• **EXERCISE**:
Here are some records; copy every line that holds the word "building".

• **SOURCE MATERIAL**:
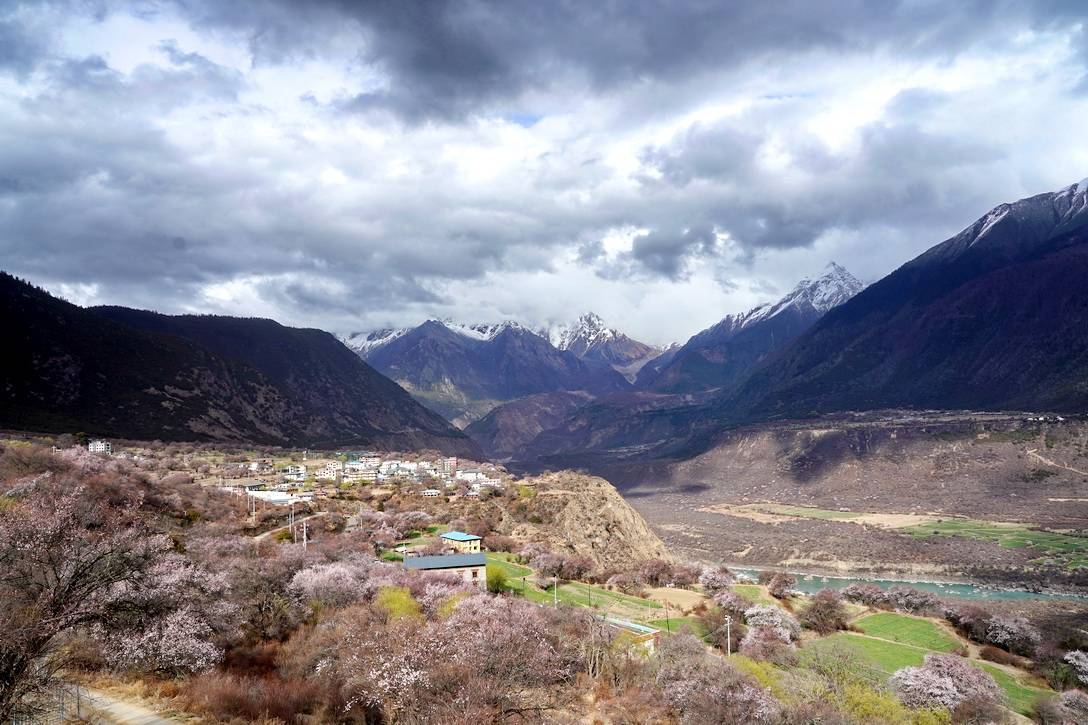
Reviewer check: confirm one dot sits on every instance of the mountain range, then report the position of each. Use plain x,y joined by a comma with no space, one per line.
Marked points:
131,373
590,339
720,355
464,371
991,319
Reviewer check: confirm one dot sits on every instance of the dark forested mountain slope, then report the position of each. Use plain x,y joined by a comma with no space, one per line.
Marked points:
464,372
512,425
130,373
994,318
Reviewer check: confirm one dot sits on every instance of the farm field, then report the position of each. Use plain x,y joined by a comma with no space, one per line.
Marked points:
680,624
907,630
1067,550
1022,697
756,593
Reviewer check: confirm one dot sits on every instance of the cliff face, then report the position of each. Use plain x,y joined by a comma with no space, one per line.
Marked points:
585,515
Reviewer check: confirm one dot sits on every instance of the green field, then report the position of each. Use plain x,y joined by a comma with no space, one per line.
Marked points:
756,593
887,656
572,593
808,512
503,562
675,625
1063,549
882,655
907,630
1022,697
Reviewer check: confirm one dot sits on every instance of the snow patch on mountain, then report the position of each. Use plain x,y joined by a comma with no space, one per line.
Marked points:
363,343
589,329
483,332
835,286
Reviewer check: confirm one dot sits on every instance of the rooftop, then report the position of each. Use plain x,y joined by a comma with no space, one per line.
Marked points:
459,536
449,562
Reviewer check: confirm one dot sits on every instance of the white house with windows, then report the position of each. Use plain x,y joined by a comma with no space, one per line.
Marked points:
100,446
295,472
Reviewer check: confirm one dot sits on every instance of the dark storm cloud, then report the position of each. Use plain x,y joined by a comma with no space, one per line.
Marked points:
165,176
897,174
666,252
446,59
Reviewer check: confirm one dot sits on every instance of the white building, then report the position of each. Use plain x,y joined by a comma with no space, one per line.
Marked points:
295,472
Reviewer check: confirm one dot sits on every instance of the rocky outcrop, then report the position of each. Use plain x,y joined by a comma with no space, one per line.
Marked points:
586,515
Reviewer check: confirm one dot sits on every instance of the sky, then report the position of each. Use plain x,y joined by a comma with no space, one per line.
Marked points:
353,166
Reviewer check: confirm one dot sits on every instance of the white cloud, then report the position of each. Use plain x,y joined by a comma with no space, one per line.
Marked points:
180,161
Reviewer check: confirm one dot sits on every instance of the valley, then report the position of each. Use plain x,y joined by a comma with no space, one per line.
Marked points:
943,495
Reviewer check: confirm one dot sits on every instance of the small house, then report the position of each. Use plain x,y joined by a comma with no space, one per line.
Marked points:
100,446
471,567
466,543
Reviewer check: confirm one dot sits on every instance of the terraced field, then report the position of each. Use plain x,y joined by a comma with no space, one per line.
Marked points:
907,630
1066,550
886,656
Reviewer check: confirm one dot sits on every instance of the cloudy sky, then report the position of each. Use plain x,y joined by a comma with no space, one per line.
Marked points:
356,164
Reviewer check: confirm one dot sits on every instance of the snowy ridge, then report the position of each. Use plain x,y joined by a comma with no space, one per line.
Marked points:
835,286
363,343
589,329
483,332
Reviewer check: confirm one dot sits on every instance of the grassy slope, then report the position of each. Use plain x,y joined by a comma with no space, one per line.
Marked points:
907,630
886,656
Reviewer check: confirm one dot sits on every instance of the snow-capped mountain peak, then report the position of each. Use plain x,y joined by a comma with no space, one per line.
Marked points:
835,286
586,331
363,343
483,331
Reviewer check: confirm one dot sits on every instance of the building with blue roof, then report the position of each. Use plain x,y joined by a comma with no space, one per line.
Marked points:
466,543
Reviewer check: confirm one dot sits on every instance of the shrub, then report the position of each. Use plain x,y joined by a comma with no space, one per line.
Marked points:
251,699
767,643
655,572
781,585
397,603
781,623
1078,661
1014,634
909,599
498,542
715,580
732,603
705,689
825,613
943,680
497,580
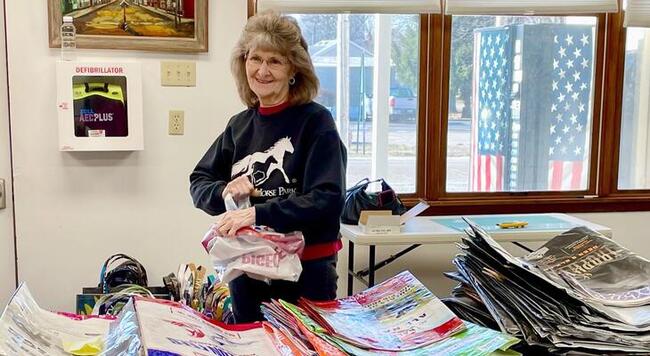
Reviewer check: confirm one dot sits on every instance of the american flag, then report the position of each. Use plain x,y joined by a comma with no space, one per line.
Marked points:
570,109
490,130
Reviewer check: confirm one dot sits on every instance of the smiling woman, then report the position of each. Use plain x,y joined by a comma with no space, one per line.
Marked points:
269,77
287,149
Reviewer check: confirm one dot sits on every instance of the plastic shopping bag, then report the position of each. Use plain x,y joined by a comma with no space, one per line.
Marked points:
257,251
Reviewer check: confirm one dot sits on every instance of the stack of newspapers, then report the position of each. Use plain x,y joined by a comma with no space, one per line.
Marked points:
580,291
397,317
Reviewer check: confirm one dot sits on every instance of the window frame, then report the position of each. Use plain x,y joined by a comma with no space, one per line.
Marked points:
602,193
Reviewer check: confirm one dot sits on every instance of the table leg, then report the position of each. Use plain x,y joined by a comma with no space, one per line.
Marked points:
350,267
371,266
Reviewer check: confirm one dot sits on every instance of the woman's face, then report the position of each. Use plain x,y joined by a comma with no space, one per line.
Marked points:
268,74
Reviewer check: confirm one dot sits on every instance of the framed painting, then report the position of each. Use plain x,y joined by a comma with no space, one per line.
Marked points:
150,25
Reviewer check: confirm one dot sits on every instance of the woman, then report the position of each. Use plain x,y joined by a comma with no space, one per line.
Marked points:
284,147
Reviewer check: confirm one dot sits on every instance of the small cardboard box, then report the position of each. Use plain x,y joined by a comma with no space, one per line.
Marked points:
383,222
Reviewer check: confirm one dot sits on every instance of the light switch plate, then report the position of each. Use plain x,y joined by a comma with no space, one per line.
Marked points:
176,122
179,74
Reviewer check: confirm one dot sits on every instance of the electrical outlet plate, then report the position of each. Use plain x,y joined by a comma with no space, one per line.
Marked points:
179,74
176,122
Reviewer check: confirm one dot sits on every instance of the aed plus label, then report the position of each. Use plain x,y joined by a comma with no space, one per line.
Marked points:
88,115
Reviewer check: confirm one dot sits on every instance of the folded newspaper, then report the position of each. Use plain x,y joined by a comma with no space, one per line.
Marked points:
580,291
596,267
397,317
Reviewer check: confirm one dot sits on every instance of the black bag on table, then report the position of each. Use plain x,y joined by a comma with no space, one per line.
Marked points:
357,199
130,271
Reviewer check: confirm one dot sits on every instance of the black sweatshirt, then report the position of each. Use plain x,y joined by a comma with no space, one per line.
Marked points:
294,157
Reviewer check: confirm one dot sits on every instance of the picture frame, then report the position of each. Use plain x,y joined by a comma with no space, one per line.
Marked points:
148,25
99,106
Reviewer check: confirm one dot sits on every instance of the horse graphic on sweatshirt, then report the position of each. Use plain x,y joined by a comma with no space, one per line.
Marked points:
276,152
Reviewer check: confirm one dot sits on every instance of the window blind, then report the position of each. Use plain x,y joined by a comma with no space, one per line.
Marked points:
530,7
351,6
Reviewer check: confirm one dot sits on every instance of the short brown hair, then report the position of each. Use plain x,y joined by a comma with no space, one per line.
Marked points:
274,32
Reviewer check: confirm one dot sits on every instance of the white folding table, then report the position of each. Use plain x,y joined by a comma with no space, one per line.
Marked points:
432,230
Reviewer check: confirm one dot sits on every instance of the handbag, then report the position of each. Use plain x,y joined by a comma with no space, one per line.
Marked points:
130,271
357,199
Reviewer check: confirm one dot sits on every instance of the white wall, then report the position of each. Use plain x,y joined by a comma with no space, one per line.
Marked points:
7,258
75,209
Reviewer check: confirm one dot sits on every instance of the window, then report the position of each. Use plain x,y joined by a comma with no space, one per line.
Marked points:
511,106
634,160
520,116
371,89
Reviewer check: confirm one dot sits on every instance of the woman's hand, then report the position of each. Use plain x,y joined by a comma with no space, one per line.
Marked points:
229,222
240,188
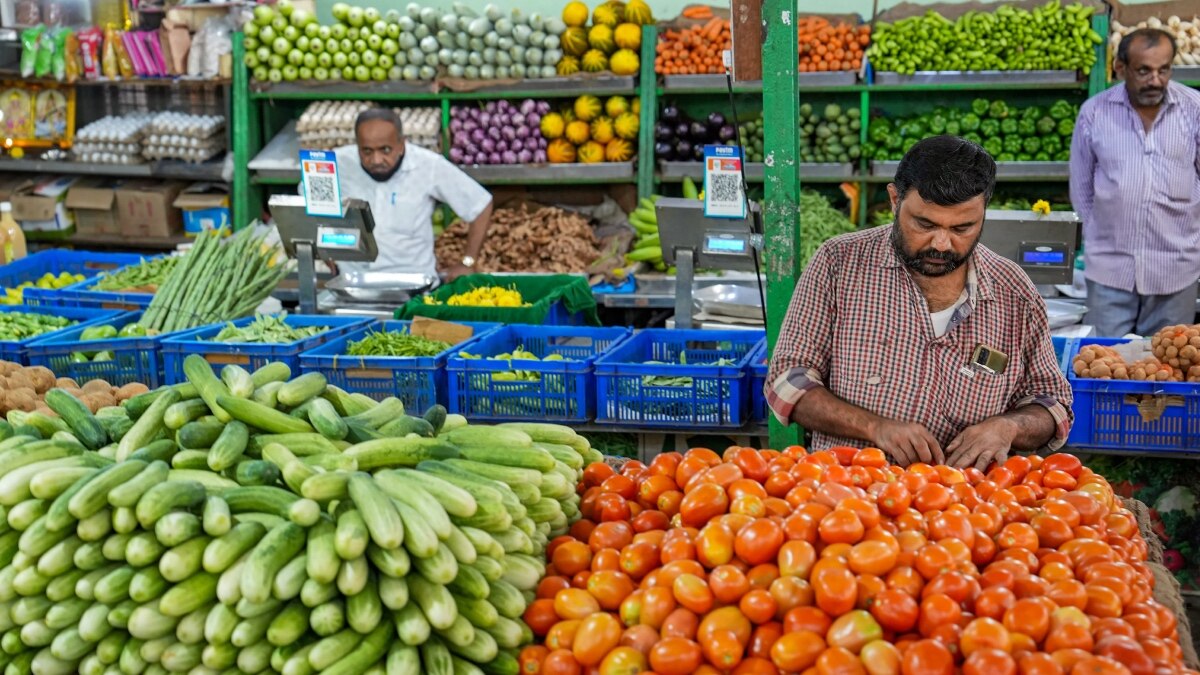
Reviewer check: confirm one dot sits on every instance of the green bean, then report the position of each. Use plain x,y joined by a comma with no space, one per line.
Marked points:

• **OUTPUT FOR THIS TASK**:
Reviewer check: confirm one dot sits on every instance of the white building, then report the position of each. Use plain x,y joined by a comma with no space, one per line.
Reviewer check: confirm one dot sits on every instance of the building with blue roof, then report the position of each. Use plain x,y joined by a comma with no space, one per line.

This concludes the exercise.